Once again I'm stuck when using openMP in C++. This time I'm trying to implement a parallel quicksort.
Code:
#include <iostream>
#include <vector>
#include <stack>
#include <utility>
#include <omp.h>
#include <stdio.h>
#define SWITCH_LIMIT 1000
using namespace std;
template <typename T>
void insertionSort(std::vector<T> &v, int q, int r)
{
int key, i;
for(int j = q + 1; j <= r; ++j)
{
key = v[j];
i = j - 1;
while( i >= q && v[i] > key )
{
v[i+1] = v[i];
--i;
}
v[i+1] = key;
}
}
stack<pair<int,int> > s;
template <typename T>
void qs(vector<T> &v, int q, int r)
{
T pivot;
int i = q - 1, j = r;
//switch to insertion sort for small data
if(r - q < SWITCH_LIMIT)
{
insertionSort(v, q, r);
return;
}
pivot = v[r];
while(true)
{
while(v[++i] < pivot);
while(v[--j] > pivot);
if(i >= j) break;
std::swap(v[i], v[j]);
}
std::swap(v[i], v[r]);
#pragma omp critical
{
s.push(make_pair(q, i - 1));
s.push(make_pair(i + 1, r));
}
}
int main()
{
int n, x;
int numThreads = 4, numBusyThreads = 0;
bool *idle = new bool[numThreads];
for(int i = 0; i < numThreads; ++i)
idle[i] = true;
pair<int, int> p;
vector<int> v;
cin >> n;
for(int i = 0; i < n; ++i)
{
cin >> x;
v.push_back(x);
}
cout << v.size() << endl;
s.push(make_pair(0, v.size()));
#pragma omp parallel shared(s, v, idle, numThreads, numBusyThreads, p)
{
bool done = false;
while(!done)
{
int id = omp_get_thread_num();
#pragma omp critical
{
if(s.empty() == false && numBusyThreads < numThreads)
{
++numBusyThreads;
//the current thread is not idle anymore
//it will get the interval [q, r] from stack
//and run qs on it
idle[id] = false;
p = s.top();
s.pop();
}
if(numBusyThreads == 0)
{
done = true;
}
}
if(idle[id] == false)
{
qs(v, p.first, p.second);
idle[id] = true;
#pragma omp critical
--numBusyThreads;
}
}
}
return 0;
}
Algorithm:
To use openMP for a recursive function I used a stack to keep track of the next intervals on which the qs function should run. I manually add the 1st interval [0, size] and then let the threads get to work when a new interval is added in the stack.
The problem:
The program ends too early, not sorting the array after creating the 1st set of intervals ([q, i - 1], [i+1, r] if you look on the code. My guess is that the threads which get the work, considers the local variables of the quicksort function(qs in the code) shared by default, so they mess them up and add no interval in the stack.

__Task statement__: Can you rewrite the quicksort post from "Once again I'm" through "insertionSort(std::vector<T> &v, int q, int r)", replacing "openMP" with "OpenMP"? Use nothing but the quicksort post.

__Material__:
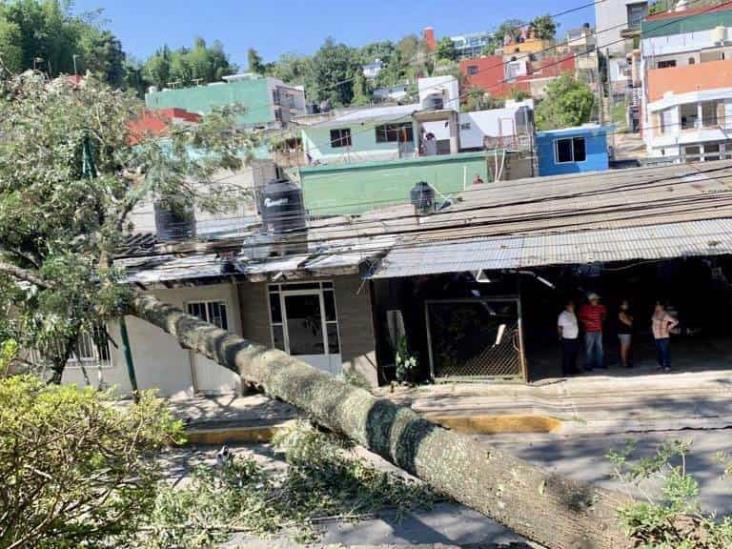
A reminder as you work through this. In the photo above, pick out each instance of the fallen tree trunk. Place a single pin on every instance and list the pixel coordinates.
(541, 506)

__The answer__:
Once again I'm stuck when using OpenMP in C++. This time I'm trying to implement a parallel quicksort.
Code:
#include <iostream>
#include <vector>
#include <stack>
#include <utility>
#include <omp.h>
#include <stdio.h>
#define SWITCH_LIMIT 1000
using namespace std;
template <typename T>
void insertionSort(std::vector<T> &v, int q, int r)